▶ Selected passage:
....

Mild zaps to the brain can boost a pain-relieving placebo effect

Placebos can make us feel better. Mild electric zaps to the brain can make that effect even stronger, scientists report online May 3 in Proceedings of the National Academy of Sciences. The finding raises the possibility of enhancing the power of expectations to improve treatments. 

This is the first study to boost placebo and blunt pain-inducing nocebo effects by altering brain activity, says Jian Kong, a pain researcher at Massachusetts General Hospital in Charlestown.

The placebo effect arises when someone feels better after taking an inactive substance, like a sugar pill, because they expect the substance to help. The nocebo effect is the placebo’s evil twin: A person feels worse after taking an inactive substance that they expect to have unpleasant effects.

To play with people’s expectations, Kong’s team primed 81 participants for painful heat. The heat was delivered by a thermal stimulator to the forearm while participants lay in a functional MRI scanner. Each person received three creams, each to a different spot on their arms. One cream, participants were told, was a numbing lidocaine cream, one was a regular cream and one was a pain-increasing capsaicin cream. But in fact, all the creams were the same inert lotion, dyed different colors.

....

▶ Record excerpts:

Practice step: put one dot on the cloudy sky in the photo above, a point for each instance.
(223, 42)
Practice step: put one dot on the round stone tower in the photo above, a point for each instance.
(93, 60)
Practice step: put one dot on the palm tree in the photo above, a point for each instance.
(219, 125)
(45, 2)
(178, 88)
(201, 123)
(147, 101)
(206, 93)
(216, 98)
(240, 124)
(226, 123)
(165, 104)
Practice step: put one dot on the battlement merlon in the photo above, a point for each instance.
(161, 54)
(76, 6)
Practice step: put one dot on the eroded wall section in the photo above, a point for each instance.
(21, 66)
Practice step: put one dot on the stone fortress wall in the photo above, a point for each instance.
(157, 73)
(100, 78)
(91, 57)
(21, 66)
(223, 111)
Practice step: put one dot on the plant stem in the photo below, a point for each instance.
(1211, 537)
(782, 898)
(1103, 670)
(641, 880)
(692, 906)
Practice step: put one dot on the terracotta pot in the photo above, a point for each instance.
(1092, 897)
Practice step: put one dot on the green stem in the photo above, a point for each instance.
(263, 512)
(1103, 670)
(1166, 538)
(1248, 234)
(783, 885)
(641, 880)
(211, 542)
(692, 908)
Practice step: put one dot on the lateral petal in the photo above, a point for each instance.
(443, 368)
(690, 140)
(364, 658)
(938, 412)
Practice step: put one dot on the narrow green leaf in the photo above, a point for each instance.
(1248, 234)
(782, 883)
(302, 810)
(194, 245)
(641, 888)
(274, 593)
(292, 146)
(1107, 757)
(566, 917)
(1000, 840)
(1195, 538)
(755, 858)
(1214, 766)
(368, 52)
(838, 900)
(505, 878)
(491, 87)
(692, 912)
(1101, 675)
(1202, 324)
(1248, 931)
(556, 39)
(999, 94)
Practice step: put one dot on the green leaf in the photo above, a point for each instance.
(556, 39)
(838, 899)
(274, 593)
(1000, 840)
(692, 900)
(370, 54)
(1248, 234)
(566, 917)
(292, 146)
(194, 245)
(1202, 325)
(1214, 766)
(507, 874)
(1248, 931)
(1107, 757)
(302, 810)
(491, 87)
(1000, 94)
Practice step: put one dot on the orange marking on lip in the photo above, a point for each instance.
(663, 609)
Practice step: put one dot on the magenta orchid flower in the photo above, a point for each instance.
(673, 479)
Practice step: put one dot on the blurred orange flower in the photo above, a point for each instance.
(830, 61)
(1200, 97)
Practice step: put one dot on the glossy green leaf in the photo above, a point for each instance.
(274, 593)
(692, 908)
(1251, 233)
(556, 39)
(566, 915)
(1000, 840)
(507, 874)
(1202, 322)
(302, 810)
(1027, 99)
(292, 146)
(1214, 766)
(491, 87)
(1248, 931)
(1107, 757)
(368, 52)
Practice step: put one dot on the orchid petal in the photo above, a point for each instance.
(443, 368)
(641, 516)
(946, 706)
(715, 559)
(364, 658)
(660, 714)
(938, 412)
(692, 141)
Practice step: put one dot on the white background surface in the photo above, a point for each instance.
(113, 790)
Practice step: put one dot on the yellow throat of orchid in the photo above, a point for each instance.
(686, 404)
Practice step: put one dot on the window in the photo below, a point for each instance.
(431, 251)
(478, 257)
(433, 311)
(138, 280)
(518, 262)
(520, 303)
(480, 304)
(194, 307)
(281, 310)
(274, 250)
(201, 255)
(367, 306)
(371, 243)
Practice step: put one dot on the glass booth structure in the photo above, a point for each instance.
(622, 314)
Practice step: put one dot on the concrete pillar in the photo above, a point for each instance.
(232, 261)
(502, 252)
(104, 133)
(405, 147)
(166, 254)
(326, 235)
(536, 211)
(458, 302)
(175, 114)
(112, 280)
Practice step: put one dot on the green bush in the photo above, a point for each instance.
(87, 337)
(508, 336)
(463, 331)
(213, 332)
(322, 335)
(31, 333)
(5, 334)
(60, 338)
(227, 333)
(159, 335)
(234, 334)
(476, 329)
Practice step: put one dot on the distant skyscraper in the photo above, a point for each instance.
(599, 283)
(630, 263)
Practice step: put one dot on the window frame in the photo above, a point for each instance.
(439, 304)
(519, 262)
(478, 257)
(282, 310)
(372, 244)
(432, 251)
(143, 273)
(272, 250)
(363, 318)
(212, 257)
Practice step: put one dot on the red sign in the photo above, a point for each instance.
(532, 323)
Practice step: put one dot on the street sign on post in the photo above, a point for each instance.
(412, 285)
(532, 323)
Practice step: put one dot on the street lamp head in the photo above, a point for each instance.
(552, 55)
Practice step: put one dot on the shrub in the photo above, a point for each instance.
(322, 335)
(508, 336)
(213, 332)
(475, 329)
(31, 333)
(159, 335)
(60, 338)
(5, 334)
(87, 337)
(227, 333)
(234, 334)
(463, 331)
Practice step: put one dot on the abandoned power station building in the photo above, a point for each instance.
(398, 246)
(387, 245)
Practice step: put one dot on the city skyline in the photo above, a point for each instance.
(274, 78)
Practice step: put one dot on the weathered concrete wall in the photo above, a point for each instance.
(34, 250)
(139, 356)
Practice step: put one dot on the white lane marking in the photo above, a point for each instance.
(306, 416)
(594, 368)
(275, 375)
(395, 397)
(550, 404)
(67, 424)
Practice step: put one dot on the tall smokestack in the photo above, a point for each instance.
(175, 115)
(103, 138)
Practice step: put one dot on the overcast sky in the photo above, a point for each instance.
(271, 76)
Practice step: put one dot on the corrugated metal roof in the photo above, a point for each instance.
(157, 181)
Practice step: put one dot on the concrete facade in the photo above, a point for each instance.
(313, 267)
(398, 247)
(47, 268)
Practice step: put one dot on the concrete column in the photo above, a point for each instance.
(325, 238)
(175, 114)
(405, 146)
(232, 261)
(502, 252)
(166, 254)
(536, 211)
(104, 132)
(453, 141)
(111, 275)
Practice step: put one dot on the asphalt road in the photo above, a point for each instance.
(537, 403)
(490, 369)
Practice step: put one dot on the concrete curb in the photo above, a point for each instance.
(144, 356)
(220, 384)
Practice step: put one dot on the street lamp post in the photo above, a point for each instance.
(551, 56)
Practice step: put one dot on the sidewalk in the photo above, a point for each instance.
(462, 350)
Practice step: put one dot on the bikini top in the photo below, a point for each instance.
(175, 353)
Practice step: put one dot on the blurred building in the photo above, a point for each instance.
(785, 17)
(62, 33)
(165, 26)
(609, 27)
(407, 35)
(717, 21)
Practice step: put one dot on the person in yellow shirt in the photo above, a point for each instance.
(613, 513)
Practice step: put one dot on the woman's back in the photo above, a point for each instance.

....

▶ Exercise set:
a: Substitute "inert substance" for "inactive substance" in the placebo article from "This is the" up to and including "have unpleasant effects.", and write out that passage.
b: Pick up the placebo article after its last sentence and continue writing it.

▶ Solved tasks:
a:
This is the first study to boost placebo and blunt pain-inducing nocebo effects by altering brain activity, says Jian Kong, a pain researcher at Massachusetts General Hospital in Charlestown.

The placebo effect arises when someone feels better after taking an inert substance, like a sugar pill, because they expect the substance to help. The nocebo effect is the placebo’s evil twin: A person feels worse after taking an inert substance that they expect to have unpleasant effects.

b:
Participants reported lower pain intensity from the heat on the “lidocaine” patch of skin, an expected placebo effect. People also reported higher pain intensity on the “capsaicin” skin, an expected nocebo effect.

Before testing the placebo and nocebo effects, researchers had delivered electric currents to some participants’ brains with a method called transcranial direct current stimulation, or tDCS. During these tDCS sessions, two electrodes attached to the scalp delivered weak electric current to the brain to change the behavior of brain cells. 

Some participants received tDCS targeted at a brain area thought to be important in placebo and nocebo effects, the right dorsolateral prefrontal cortex. Researchers used two types of current: positive anodal tDCS, which typically makes nerve cells more likely to fire off signals, and negative cathodal tDCS, which usually makes cells quieter.

Compared with people who didn’t receive tDCS, people who received cathodal tDCS reported stronger placebo effects when heat was applied to the skin with “lidocaine” cream. For people who received anodal tDCS, the stimulation dampened the nocebo effect of the “capsaicin” cream. 

Brain stimulation affected neural pathways that were already thought to be involved in the placebo and nocebo effects. Cathodal tDCS, for instance, boosted connections between the targeted brain area with a nearby area involved in emotion and cognition.  This strengthened pattern correlated with participants reporting a stronger placebo effect, Kong and his colleagues found.

“This is a very elegant study and I’m very excited and enthusiastic about it,” says Luana Colloca, a neuroscientist at the University of Maryland Baltimore. Colloca, who wasn’t involved in the study, sees the potential to help chronic pain patients by ramping up the placebo effect (SN: 9/13/18). “We’re not there yet,” she cautions. “We need to see if these same results can be replicated in patients with chronic pain.” 

Kong agrees. His study was small, and people experience pain and placebos differently. “But I have to say, this is also encouraging,” he says.